_抜粋_

────

知っている人も多いと思うが、天文学で用いられる単位に「光年」というのがある。「年」が付いているけれど「時間」の単位ではなく「距離」の単位である。光の速さで1年かかる距離のことを指していて、それが1光年である。光の速さを秒速30万キロメートルとすると、1光年は約9兆5000億キロメートルになる。
 
いまの季節、夜の8時9時頃に空を見上げると、晴れていれば天頂のやや南寄りにオリオン座が見える。オリオン座を鼓の形に見立てると、天頂に近い上辺の左側に赤っぽい星が見えると思う。それがベテルギウスである。おおいぬ座のシリウス、こいぬ座のプロキオンとともに「冬の大三角」を形作っていることでも有名だ。ちなみに鼓の下辺の下側にうさぎ座がある。
 
ベテルギウスは赤色超巨星と呼ばれる種類の星で、その巨大さたるや、仮に太陽の位置にベテルギウスを置くと、木星の軌道にまで達すると言われている。またベテルギウスは遠からず超新星爆発を起こして星の一生を終えると予想されている。ただし「遠からず」とは言っても天文学的な時間尺度での話であって、数万年とか十数万年とかの期間のことである。もしベテルギウスが超新星爆発を起こせば、半月程度の明るさになるとの予測もあるので、これまた凄まじい。
 
実は、あくまで可能性という意味で言えば、ベテルギウスはすでに超新星爆発を起こしてしまっているかもしれないのである。えっ、いまベテルギウスは半月のような輝きを発していないよ、と思うかもしれない。しかし、ベテルギウスまでの距離を考えてみてほしい。
 
現在ベテルギウスまでの距離は約550光年と推測されている。つまり「いま」ベテルギウスが超新星爆発を起こしたとしても、その爆発が地球上で分かるのは550年後ということになる。別の言い方をすると、今夜ベテルギウスが突然とんでもない明るさで輝きはじめたら、それはベテルギウスが550年前に超新星爆発を起こしていた証拠かもしれない。
 
「宇宙」という言葉の「宇」は「空間」を、「宙」は「時間」を意味するという。「時空」という言葉もあるが、空間と時間の絡み合いというのは本当に不思議なものだ。ベテルギウスはあまりに遠いので、もう少し身近な例で「時空」を考えてみようと思う。
 
地球から太陽までの距離を約1億5000万キロメートルとすると、光の速さで太陽まで約8分20秒かかることになる。例えば今朝の日の出の時刻を午前6時だとすると、その日の出の輝き(太陽光線)は地球(日本)上の時計で午前5時51分40秒に太陽を出ていたことになる。最近「宇宙天気予報」などといって、太陽のご機嫌を伺う予報が注目を集めている。太陽がご機嫌斜め(太陽フレアの発生)になると、停電や通信障害が起きる可能性が指摘されるようになったからだ。しかし、太陽のご機嫌も(その前兆であっても)8分20秒後でなければわからないということになるだろうか。

────

_作業リスト_
- A) ベテルギウスについての文章をもとに、次の問いに答えよ。
(i) 光の速さを秒速30万キロメートルとした場合、1光年は約何キロメートルになるか。
(ii) 現在、ベテルギウスまでの距離は約何光年と推測されているか。
(iii) 地球から太陽までの距離を約1億5000万キロメートルとした場合、光の速さで太陽まで約どれだけかかるか。
- B) ベテルギウスについての文章のうち、「ベテルギウスは赤色超巨星と呼ばれる」で始まる段落を、要点を残して箇条書きにまとめよ。
- C) ベテルギウスについての文章を、最後の文の後から書き進めよ。
一覧は、ベテルギウスについての文章とは別の出典から取ったものだ。

_ラベル付き領域データの抜粋_
────

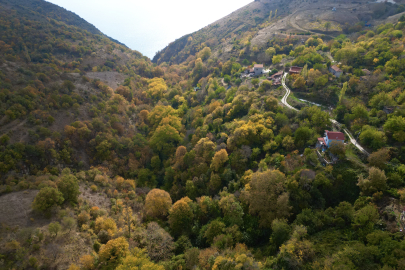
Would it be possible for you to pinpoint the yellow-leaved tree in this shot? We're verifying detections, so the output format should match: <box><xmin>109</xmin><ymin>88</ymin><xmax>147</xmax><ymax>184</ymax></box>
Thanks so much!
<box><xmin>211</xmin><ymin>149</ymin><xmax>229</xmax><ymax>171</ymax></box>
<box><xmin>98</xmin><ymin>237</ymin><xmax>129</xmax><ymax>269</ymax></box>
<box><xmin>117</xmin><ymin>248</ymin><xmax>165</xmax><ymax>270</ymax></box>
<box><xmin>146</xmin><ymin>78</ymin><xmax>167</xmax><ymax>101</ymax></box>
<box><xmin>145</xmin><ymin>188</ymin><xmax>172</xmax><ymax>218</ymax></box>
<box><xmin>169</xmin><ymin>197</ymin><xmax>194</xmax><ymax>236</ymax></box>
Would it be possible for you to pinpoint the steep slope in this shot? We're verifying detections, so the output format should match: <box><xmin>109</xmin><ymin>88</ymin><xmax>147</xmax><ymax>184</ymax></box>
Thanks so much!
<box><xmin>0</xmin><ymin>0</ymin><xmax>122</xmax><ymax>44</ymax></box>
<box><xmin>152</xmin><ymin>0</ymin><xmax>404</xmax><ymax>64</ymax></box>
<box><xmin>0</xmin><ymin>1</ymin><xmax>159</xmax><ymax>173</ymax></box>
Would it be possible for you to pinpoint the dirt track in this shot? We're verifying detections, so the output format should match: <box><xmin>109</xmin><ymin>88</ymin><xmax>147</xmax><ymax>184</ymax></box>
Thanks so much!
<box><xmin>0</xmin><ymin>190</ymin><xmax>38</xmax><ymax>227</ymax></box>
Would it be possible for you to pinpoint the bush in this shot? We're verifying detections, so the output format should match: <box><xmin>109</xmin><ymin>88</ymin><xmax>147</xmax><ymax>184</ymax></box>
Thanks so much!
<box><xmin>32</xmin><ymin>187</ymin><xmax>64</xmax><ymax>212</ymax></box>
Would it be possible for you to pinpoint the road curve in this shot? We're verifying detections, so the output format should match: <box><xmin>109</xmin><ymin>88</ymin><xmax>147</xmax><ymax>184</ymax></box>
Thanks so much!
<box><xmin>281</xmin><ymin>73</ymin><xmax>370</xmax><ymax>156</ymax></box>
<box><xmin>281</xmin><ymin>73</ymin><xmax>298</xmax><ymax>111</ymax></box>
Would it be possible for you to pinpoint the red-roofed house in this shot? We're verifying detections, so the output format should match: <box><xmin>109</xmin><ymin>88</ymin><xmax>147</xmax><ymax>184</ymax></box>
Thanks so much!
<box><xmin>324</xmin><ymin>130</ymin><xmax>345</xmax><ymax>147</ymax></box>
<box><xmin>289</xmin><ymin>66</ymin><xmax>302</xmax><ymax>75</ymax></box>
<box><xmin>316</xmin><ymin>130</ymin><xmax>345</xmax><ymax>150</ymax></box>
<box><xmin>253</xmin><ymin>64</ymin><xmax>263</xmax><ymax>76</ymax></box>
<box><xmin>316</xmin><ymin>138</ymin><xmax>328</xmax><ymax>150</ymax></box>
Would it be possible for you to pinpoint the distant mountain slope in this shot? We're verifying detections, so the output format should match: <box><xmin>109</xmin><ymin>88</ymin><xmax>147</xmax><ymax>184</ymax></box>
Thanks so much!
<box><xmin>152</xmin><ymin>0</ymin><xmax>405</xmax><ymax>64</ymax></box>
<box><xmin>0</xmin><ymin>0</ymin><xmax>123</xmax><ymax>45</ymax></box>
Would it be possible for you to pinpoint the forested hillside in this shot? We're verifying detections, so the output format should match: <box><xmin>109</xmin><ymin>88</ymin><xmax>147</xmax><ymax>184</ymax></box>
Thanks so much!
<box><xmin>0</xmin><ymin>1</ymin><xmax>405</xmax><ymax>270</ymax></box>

────

_最終結果_
- A)
(i) 約9兆5000億キロメートル
(ii) 約550光年
(iii) 約8分20秒

- B)
・赤色超巨星と呼ばれる種類の星である。
・太陽の位置に置くと、木星の軌道にまで達するほど巨大だと言われる。
・遠からず超新星爆発を起こして星の一生を終えると予想されている。
・「遠からず」は天文学的な時間尺度の話で、数万年から十数万年の期間を指す。
・超新星爆発を起こせば、半月程度の明るさになるとの予測もある。

- C)
 
月もまた「いま」の月を眺めることはできない。地球から月までの距離を約38万キロメートルとすると、光の速さで約1.3秒かかることになるからだ。1.3秒くらいと思う人もいるだろうが、1秒って思いのほか長い時間だったりする。
 
さらに身近なことを考えてみよう。「あなた」と「わたし」のことだ。あなたとわたしが1メートル離れて立っていたする。あなたがわたしを(わたしがあなたを)認識する(姿を見る)のにどれだけ時間を要するだろうか。電卓で簡単に計算できるので試してみてほしいが、約3億分の1秒かかる。もちろん瞬間と言っていいだろうが、決して同時ではない!
 
ところで、ここまでの計算は光の速さを秒速30万キロメートルとしてきたが、正確には秒速29万9792.458キロメートル=秒速2億9979万2458メートルである。この「光が(さらに正確に言えば真空中を)2億9979万2458分の1秒の間に進む距離」が「1メートル」の現在の定義である。かつて「メートル原器」などを使っていた時代を思うと隔世の感がする。
 
さて、わたしたちは「いま」を生きていると思っているが本当にそうだろうか。わたしたちは「いま」を生きていると思った瞬間、すでに「いま」は過去のものとなり、次の瞬間に移っているのではないだろうか。しかしそれは決して「未来」でもない。「未来」は「未だ来ない」ものであって「未来」を経験することはできないはずである。
 
「いま」とは「過去」と「未来」の狭間にあるものであって、それは瞬間という言葉でさえも言い表せない幅のない時間ではないだろうか。すなわち「いま」とは「時(とき)の間(はざま)」である。しかし、この「間」とは幅のない「間」である。数学の定義では「線」や「点」は面積を有していない。ところが、どんなに細い線や小さな点を描いても、それは面積を有している。「いま」や「間」は数学定義上の「線」や「点」のような存在ではないだろうか。
 
いずれにしても、わたしたちはそのような「いま」を積み重ねた「時間」の中に身を置いて生きているとは言えそうである。「あなた」と「わたし」の関係性で言えば、「あなた」と「わたし」は約3億分の1秒の時間差でお互いを認識しながら(光のキャッチボールをしながら)時間の流れの中を同じ方向へと泳いでいるようなものかもしれない。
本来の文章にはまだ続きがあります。